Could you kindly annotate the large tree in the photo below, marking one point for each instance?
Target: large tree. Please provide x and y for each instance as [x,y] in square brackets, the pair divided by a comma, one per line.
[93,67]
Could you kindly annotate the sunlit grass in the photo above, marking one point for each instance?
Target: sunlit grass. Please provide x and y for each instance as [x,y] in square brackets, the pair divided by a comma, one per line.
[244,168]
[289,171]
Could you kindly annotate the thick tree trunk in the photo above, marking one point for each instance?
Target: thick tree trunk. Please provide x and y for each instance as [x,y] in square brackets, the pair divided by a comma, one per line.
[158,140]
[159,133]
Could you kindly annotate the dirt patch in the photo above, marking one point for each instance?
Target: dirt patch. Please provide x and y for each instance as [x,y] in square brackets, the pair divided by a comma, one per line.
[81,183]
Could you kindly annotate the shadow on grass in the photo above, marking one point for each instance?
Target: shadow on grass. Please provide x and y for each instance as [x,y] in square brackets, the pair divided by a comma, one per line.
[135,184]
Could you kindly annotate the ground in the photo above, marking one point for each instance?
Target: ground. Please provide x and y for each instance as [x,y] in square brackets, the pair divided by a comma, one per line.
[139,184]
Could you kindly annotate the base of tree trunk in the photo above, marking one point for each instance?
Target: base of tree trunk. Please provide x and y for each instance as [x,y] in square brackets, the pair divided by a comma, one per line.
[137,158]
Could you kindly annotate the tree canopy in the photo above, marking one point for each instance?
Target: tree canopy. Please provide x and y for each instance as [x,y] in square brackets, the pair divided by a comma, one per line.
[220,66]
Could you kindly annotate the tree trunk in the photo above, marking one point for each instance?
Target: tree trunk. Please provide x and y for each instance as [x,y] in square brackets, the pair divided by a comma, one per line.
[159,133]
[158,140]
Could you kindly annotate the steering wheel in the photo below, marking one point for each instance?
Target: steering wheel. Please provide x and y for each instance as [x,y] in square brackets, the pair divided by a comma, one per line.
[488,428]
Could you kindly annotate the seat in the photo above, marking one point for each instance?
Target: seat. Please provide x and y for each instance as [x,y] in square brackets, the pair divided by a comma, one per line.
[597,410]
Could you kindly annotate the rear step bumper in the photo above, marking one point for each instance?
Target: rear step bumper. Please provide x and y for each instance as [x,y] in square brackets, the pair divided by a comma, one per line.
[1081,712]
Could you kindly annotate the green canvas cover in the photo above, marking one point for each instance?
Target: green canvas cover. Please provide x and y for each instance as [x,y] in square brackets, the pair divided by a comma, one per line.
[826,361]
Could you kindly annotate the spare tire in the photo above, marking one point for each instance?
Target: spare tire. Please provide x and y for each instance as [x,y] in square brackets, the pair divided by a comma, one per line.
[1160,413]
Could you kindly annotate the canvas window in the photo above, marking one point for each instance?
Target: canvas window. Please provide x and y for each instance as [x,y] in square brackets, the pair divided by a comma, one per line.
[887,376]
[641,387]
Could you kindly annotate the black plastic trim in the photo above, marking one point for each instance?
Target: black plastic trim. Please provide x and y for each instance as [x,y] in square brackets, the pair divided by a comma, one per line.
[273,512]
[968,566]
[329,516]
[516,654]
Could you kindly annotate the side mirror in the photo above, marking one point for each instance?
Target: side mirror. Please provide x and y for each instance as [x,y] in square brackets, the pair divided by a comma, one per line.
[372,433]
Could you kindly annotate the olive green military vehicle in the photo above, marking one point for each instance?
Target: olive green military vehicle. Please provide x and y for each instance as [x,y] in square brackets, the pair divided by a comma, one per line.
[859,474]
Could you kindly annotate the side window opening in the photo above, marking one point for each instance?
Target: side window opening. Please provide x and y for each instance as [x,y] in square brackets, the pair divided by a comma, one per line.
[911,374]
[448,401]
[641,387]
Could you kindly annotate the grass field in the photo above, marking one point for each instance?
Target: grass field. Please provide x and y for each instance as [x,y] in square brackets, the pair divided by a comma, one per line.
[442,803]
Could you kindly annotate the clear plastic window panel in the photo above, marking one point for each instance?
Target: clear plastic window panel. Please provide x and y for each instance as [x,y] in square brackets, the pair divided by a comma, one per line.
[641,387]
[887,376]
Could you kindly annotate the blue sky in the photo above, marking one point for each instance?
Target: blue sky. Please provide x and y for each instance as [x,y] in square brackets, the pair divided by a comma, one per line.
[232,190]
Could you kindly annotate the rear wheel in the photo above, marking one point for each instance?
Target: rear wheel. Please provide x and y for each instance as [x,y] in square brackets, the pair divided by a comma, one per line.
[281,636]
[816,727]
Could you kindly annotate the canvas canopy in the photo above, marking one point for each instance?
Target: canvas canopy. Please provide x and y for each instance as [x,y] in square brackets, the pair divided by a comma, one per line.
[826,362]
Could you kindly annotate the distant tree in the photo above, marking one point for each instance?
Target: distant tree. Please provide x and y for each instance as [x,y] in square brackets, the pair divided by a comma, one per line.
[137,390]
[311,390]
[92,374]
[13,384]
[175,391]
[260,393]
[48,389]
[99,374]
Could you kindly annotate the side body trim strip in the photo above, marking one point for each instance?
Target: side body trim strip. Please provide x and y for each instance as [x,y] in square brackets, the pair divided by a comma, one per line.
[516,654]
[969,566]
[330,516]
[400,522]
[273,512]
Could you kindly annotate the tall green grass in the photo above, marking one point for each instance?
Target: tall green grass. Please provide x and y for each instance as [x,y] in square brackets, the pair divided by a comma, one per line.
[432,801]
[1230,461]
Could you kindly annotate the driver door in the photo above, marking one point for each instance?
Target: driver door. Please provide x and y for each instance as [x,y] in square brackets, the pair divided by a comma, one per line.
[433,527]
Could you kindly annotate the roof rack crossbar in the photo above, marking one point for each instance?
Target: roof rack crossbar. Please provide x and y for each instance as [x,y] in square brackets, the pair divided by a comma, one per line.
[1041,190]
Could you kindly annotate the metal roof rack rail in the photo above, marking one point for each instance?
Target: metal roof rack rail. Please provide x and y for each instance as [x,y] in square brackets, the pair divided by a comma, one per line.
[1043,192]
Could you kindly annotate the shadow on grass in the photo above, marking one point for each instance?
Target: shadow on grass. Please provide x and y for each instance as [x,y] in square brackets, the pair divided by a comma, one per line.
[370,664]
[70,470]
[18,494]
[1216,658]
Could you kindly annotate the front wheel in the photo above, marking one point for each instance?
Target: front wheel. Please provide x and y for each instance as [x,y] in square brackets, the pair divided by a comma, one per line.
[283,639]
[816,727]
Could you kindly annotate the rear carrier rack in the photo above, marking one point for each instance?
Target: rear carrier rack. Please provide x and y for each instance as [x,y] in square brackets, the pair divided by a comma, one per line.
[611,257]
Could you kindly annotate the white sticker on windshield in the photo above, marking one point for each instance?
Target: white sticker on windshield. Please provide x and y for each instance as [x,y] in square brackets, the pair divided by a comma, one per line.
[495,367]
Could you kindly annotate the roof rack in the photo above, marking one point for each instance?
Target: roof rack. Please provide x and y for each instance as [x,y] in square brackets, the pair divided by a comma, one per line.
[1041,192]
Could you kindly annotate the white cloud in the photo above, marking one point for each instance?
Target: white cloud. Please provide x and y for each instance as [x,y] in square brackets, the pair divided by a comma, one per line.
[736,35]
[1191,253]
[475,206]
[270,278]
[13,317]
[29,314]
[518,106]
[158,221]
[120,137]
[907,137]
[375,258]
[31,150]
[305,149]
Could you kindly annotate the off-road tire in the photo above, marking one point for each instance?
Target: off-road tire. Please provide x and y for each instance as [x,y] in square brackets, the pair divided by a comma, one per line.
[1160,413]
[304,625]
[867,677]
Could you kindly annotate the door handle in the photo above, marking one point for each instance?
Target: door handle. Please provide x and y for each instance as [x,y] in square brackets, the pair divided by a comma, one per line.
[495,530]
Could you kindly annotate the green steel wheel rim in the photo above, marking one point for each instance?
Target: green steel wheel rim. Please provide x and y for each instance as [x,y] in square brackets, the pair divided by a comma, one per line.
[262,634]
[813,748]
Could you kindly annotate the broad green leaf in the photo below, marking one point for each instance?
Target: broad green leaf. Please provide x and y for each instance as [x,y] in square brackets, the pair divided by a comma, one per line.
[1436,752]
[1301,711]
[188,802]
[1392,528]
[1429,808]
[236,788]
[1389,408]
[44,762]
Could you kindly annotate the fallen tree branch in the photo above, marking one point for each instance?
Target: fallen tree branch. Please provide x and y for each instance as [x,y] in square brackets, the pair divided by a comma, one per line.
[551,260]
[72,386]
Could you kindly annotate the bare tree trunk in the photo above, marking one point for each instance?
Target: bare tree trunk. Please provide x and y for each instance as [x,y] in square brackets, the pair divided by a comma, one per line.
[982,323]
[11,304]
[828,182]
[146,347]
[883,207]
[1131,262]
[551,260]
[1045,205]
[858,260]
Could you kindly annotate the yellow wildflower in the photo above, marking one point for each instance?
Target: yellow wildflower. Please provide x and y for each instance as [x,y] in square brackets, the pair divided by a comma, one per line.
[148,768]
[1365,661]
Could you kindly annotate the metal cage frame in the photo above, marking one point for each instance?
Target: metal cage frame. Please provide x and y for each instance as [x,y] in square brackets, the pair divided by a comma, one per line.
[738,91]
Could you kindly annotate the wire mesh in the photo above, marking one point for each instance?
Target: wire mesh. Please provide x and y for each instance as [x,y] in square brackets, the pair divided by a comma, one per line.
=-=-=-=-=
» **Problem description**: Can you return, word for word, the lines from the one containing "Could you kindly annotate the metal cage" up to and including the final line of the entries?

» **Result for this exercise**:
Could you kindly annotate the metal cage frame in the photo above, marking one point for each instance?
Target: metal cage frame. Please provide x and y for each instance as [x,y] in square brackets, the pair divided by a comma, one per line.
[738,91]
Could you kindly annotate the wire mesh in the photo above, marking one point for each instance?
Target: wire mesh. Please provide x and y for each instance as [x,y] in square brackets, the pair divided by a comma, one per line.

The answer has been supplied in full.